What to work on: Rewrite all the material below, changing "planogram log" to "audit log" everywhere it appears and leaving everything else the same.
## start Supplied records
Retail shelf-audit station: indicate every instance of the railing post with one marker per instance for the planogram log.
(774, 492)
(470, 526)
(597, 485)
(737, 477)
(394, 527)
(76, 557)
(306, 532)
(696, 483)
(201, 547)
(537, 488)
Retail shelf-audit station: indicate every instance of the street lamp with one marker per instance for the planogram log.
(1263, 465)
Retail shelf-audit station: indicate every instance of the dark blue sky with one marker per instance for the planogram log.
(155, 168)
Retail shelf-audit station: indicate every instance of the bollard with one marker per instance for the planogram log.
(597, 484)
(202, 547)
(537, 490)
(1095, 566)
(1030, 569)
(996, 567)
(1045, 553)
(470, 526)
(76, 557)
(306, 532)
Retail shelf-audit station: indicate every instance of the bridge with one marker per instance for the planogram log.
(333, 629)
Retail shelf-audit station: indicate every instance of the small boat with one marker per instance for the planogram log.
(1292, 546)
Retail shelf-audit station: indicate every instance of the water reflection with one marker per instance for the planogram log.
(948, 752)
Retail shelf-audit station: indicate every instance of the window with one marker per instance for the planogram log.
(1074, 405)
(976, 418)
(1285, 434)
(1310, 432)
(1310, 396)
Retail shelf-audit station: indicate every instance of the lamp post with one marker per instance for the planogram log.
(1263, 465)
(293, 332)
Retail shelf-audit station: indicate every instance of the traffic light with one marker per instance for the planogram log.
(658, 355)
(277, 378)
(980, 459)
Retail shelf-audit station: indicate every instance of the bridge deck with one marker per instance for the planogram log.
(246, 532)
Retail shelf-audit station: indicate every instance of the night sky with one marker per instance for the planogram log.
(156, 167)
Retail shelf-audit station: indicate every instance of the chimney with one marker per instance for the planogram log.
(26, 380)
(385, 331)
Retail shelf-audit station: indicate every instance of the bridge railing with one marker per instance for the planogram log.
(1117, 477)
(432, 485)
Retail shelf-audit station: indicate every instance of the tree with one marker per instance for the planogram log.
## end Supplied records
Reply to the task:
Retail shelf-audit station: indicate every instance of the railing post with one marker per instance for the audit log.
(774, 492)
(470, 526)
(597, 485)
(737, 477)
(394, 527)
(76, 557)
(306, 532)
(696, 483)
(201, 547)
(537, 488)
Retail shelf-audit station: indicate every instance of the street lamp with one marker per instance for the audit log.
(1263, 465)
Retail shelf-audit station: indicate every instance of the dark blue sky with one marker per instance for the audit log.
(155, 168)
Retail shelf-audit station: indicate every instance of the bollard with one marker per instance for the audit log.
(597, 484)
(202, 547)
(537, 490)
(1095, 566)
(1030, 569)
(996, 567)
(1045, 553)
(470, 526)
(76, 557)
(306, 532)
Retail shelf-audit station: indicate every instance of the bridge with one marker per instance for the audit log.
(333, 629)
Retail shelf-audit station: indicate every instance of the small boat with one marker per instance for the audit log.
(1292, 546)
Retail shelf-audit station: indicate every instance of the water reflection with one marker per instance for the audit log.
(948, 752)
Retail shelf-audit station: indicate every instance of the window with one marker per instance for the audit log.
(1074, 405)
(976, 418)
(1285, 434)
(1310, 432)
(1310, 396)
Retail shelf-audit station: indicate every instance of the lamp post with one marker per instance for the audit log.
(1263, 465)
(293, 332)
Retail shelf-audit station: indicate every instance of the traffic light with one marker per instance for the audit log.
(658, 355)
(277, 378)
(980, 459)
Retail shelf-audit station: indicate every instance of the bridge deck with one marker per instance for the audit log.
(246, 532)
Retail shelf-audit station: indicate every instance of the night sky with one marker per instance for the audit log.
(156, 167)
Retail shelf-audit station: indicate every instance of the chimney with one marker per instance for the audit log.
(26, 380)
(385, 331)
Retail shelf-audit station: indicate every instance of the bridge railing with one marker per instance for the audit log.
(1117, 477)
(432, 485)
Retail shelf-audit station: indicate every instance of the tree with one marker per instance for the audit log.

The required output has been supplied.